Rewrite the records below, swapping each "instance" for "occurrence" and keeping everything else the same.

(Items listed in a dataset)
============
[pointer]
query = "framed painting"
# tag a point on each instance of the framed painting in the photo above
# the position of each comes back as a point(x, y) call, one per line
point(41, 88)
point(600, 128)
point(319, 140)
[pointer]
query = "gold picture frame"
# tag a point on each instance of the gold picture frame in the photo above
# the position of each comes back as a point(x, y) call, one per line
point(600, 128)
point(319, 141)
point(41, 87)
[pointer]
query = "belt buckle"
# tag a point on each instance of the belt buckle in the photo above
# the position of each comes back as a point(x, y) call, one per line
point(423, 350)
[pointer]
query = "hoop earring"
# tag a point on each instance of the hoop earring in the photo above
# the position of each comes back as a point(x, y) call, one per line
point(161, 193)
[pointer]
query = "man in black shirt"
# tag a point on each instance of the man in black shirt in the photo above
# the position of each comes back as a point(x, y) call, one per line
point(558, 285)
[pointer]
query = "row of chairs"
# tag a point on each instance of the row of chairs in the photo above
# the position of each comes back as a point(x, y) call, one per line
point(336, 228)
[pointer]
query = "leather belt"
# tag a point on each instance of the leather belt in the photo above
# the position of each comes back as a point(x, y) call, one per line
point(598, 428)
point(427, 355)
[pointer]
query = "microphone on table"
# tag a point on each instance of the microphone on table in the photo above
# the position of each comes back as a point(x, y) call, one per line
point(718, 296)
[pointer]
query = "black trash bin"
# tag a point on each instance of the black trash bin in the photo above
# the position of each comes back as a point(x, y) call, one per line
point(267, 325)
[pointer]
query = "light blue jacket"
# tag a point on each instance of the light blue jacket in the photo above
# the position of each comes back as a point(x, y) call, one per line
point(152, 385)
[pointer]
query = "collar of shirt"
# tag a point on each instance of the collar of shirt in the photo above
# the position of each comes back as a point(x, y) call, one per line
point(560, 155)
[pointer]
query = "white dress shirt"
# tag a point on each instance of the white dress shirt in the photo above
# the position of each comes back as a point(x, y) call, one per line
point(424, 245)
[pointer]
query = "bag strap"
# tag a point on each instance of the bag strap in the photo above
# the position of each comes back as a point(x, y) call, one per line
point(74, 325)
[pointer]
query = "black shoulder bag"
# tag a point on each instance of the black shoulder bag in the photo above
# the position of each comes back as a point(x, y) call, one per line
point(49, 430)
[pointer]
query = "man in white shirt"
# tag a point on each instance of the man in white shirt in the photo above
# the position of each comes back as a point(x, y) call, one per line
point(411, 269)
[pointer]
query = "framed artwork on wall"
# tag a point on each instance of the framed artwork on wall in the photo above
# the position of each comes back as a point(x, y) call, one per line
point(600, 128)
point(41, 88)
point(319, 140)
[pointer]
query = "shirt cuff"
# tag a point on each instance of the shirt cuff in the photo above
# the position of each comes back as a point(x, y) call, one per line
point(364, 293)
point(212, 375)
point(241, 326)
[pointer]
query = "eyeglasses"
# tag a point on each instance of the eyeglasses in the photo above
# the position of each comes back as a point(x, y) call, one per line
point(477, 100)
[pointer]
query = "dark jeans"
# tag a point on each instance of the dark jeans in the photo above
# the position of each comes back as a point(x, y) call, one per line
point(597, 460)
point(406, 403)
============
__Task output__
[pointer]
query = "framed painting"
# tag a point on each occurrence of the framed painting in the photo above
# the position of each comes back as a point(x, y) call, one per line
point(41, 88)
point(600, 128)
point(319, 140)
[pointer]
query = "gold picture frame"
# tag a point on each occurrence of the gold picture frame in the photo above
# the position of each comes back as a point(x, y) call, one per line
point(600, 128)
point(319, 141)
point(41, 87)
[pointer]
query = "belt buckle"
# tag a point on each occurrence of the belt buckle in the photo above
# the position of each comes back as a point(x, y) call, one per line
point(423, 350)
[pointer]
query = "hoop earring"
# tag a point on each occurrence of the hoop earring in the photo above
# the position of each comes back as a point(x, y) call, one per line
point(161, 193)
[pointer]
query = "man in black shirt"
# tag a point on each occurrence of the man in black shirt in the photo above
# the position of each comes back as a point(x, y) call, one per line
point(558, 285)
[pointer]
query = "row of chairs"
# tag a point on each occurrence of the row of chairs in the photo above
# the position of each comes back as a point(x, y) call, one per line
point(336, 228)
[pointer]
query = "leather belt"
# tag a point on each occurrence of the leather belt in the photo above
# the position of each comes back as a point(x, y) call, one per line
point(598, 428)
point(427, 355)
[pointer]
query = "microphone on table"
# tag a point on each occurrence of the microphone on table in the photo above
# the position of each comes back as a point(x, y) call, one per line
point(718, 296)
[pointer]
query = "black trash bin"
# tag a point on each occurrence of the black trash bin in the photo above
# the position of each comes back as a point(x, y) call, one per line
point(267, 325)
[pointer]
query = "light blue jacket"
# tag a point on each occurrence of the light blue jacket in the photo above
# the position of each comes back as a point(x, y) call, one per line
point(152, 385)
[pointer]
query = "collar of shirt"
# tag a point on each occurrence of the collar of shirt in the photo above
# the position of each comes back as a point(x, y) call, one per line
point(560, 155)
[pointer]
query = "white dress shirt"
# tag a point on each occurrence of the white dress shirt in the photo above
# the position of each comes back as a point(x, y) call, one per line
point(424, 245)
[pointer]
query = "bag strap"
# tag a point on each occurrence of the bag strap in the photo above
# the position of each comes back as a point(x, y) call, one per line
point(74, 325)
[pointer]
query = "black shoulder bag"
# tag a point on each occurrence of the black shoulder bag in the photo above
# the position of each comes back as a point(x, y) call, one per line
point(49, 430)
[pointer]
query = "man in white shirt"
# tag a point on each occurrence of the man in white shirt in the photo above
# the position of each comes back as a point(x, y) call, one per line
point(411, 269)
[pointer]
query = "framed artwork on wall"
# tag a point on each occurrence of the framed artwork on wall in the photo above
# the position of each comes back as a point(x, y) call, one per line
point(600, 128)
point(41, 88)
point(319, 140)
[pointer]
query = "shirt cuff"
# tag a point on each occurrence of the shirt cuff in the photo above
# the position of each comes back as a point(x, y) call, one per line
point(364, 293)
point(212, 375)
point(241, 326)
[pointer]
query = "eyeglasses"
# tag a point on each occurrence of the eyeglasses in the photo above
# the position of each comes back as a point(x, y) call, one per line
point(477, 100)
[pointer]
query = "dark jeans"
# tag a point on each occurrence of the dark jeans in the photo above
# the position of each comes back as a point(x, y) call, one per line
point(597, 460)
point(406, 403)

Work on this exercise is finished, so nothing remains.